● **Source data**
┄┄┄┄┄┄┄┄┄┄┄┄┄┄┄┄┄┄┄┄
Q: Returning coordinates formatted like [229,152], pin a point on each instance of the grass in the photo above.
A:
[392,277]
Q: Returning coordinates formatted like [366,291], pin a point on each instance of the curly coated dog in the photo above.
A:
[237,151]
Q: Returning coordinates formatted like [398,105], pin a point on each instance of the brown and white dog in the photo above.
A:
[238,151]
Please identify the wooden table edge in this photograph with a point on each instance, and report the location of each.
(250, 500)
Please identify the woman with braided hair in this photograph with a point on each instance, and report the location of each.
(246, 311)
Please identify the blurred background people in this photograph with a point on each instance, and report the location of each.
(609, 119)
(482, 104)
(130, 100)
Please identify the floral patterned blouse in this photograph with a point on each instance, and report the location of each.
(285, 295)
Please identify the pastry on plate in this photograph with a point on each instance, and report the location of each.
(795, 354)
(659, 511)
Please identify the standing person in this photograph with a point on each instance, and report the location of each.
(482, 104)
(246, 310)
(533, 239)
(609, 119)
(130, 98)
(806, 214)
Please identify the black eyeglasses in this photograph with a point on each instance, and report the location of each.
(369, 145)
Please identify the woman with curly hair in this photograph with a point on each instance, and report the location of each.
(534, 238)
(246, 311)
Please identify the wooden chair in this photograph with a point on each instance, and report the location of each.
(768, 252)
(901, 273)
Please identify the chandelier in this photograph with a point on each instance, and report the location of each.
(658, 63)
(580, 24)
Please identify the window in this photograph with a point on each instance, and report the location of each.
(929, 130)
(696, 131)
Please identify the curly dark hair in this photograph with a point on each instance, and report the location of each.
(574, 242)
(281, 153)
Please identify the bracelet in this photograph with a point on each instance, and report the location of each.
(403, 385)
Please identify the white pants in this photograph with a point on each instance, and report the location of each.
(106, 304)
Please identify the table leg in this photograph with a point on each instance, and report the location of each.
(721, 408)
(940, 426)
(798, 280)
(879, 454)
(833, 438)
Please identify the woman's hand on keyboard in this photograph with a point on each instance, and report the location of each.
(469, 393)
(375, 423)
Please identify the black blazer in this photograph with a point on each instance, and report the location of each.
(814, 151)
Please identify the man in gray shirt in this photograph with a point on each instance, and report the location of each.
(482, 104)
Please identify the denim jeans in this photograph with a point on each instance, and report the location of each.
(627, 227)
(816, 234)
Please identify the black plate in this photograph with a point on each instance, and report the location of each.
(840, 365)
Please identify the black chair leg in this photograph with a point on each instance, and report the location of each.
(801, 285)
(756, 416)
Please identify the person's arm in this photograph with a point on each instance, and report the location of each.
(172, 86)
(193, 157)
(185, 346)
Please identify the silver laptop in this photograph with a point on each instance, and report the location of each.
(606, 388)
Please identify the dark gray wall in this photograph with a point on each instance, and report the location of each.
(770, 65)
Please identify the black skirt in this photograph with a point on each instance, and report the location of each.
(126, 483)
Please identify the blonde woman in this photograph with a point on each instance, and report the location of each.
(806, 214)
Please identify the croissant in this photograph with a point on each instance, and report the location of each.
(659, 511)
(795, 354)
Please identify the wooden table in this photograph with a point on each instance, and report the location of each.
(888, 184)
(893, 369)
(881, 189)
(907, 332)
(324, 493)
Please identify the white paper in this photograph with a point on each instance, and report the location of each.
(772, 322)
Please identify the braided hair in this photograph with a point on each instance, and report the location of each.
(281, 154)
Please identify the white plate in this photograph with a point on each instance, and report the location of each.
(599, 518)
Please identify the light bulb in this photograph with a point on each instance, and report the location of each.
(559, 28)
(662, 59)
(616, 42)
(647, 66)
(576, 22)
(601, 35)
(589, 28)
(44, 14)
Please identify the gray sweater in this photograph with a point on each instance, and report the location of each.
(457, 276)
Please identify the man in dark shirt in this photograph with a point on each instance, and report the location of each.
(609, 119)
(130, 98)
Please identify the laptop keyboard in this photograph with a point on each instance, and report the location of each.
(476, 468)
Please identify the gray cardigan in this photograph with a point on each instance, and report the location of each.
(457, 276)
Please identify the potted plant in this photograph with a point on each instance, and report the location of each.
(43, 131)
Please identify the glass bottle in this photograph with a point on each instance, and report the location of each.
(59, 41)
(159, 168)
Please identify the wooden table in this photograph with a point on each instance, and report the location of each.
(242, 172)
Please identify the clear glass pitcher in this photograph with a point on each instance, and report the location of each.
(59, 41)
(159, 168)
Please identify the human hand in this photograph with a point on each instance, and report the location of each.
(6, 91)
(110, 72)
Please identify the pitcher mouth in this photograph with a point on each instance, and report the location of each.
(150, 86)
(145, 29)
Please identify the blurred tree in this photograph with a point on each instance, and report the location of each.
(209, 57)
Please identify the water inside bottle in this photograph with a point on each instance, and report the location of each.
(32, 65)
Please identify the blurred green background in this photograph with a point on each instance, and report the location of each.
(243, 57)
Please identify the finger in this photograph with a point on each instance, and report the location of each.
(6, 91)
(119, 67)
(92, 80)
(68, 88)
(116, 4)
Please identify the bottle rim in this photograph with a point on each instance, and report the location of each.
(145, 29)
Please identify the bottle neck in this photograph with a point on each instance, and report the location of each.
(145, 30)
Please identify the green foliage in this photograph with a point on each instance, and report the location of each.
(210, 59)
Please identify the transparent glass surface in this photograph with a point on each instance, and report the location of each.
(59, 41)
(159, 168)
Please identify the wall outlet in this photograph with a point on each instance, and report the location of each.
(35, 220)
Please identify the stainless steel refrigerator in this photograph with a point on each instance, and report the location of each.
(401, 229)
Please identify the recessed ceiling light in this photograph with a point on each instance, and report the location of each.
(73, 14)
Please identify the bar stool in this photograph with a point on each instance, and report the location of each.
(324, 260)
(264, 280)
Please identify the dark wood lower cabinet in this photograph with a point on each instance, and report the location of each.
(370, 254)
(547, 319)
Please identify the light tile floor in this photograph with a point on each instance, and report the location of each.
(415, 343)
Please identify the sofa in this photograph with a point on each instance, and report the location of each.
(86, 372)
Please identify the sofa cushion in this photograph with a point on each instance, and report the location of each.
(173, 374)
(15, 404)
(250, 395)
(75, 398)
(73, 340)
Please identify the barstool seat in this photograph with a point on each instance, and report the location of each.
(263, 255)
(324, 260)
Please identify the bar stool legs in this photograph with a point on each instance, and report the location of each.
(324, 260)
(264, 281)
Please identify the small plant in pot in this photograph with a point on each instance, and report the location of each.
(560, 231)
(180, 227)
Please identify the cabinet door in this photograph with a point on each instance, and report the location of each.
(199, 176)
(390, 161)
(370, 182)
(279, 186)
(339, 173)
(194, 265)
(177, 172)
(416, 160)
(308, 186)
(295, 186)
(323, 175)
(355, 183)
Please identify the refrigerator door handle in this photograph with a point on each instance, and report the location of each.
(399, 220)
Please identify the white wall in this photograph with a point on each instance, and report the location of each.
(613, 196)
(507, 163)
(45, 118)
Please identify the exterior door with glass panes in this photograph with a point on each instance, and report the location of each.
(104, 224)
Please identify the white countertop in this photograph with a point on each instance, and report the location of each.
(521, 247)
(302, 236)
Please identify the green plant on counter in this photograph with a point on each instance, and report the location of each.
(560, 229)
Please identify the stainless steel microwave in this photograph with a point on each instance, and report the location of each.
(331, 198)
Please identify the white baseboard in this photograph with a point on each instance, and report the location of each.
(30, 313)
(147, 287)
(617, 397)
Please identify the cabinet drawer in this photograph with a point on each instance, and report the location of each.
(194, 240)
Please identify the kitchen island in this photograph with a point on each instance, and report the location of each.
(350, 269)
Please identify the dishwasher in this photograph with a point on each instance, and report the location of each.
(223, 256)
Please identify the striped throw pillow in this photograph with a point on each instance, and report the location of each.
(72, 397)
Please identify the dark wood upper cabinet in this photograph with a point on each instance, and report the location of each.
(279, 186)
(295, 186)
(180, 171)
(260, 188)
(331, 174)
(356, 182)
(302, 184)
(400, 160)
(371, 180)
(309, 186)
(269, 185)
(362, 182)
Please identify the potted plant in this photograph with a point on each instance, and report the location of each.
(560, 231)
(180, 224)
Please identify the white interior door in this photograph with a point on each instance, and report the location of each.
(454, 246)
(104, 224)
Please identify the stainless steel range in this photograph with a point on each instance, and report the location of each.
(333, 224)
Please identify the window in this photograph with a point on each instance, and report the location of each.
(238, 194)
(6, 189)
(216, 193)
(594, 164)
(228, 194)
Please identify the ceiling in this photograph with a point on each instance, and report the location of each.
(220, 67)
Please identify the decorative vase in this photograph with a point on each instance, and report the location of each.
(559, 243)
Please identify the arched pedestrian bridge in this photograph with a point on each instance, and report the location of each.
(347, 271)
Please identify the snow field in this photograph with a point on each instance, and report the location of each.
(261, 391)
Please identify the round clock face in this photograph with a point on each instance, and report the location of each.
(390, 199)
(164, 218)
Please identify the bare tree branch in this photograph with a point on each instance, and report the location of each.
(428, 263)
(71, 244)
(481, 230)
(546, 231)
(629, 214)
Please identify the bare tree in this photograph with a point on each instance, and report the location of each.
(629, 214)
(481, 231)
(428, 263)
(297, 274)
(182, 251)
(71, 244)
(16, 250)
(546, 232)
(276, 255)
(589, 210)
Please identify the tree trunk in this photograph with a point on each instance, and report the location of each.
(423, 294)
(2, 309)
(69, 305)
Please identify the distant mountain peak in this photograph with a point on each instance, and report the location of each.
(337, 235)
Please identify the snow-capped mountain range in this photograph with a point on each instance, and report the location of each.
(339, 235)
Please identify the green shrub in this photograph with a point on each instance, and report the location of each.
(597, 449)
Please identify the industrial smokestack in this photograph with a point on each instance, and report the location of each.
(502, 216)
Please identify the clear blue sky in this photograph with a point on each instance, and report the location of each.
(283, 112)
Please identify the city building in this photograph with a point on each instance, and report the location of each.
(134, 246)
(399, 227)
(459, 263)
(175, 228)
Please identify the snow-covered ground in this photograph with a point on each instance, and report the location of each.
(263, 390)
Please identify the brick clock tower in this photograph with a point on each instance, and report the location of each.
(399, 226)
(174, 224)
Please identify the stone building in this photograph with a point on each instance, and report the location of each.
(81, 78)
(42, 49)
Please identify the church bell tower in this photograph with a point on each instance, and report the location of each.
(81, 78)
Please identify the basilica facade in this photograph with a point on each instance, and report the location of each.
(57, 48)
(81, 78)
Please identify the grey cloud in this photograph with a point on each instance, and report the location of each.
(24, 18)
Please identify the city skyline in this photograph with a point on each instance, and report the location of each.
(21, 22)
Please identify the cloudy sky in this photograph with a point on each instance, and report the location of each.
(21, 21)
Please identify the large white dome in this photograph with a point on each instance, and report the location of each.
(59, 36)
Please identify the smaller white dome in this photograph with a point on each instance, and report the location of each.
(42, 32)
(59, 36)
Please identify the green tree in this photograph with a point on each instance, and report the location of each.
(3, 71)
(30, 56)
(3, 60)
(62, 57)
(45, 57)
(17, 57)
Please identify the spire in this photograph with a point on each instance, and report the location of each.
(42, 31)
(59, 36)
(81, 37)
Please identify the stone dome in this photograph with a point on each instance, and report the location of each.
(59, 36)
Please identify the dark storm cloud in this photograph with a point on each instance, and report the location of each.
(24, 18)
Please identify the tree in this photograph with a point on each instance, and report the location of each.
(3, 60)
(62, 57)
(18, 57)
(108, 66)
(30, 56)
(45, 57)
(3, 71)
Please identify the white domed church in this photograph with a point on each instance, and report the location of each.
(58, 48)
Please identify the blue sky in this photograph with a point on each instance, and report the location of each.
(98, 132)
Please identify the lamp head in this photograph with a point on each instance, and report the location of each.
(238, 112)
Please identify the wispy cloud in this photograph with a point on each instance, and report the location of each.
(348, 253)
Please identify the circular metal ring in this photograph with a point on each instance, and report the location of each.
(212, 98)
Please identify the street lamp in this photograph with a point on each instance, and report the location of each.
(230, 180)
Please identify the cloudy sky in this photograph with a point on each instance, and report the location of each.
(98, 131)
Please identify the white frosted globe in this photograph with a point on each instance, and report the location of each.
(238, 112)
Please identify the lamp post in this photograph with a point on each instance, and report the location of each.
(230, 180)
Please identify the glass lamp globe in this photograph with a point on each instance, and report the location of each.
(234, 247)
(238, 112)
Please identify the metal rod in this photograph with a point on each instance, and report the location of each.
┄┄┄┄┄┄┄┄┄┄┄┄┄┄┄┄┄┄┄┄
● **What this task involves**
Print only the lines from the top of the data above down to the line holding "Q: Returning coordinates formatted like [366,291], pin", inclusive.

● **Task result**
Q: Returning coordinates formatted like [229,152], pin a point on each instance of the grass in the photo above.
A:
[392,277]
Q: Returning coordinates formatted like [366,291], pin a point on each instance of the curly coated dog in the photo above.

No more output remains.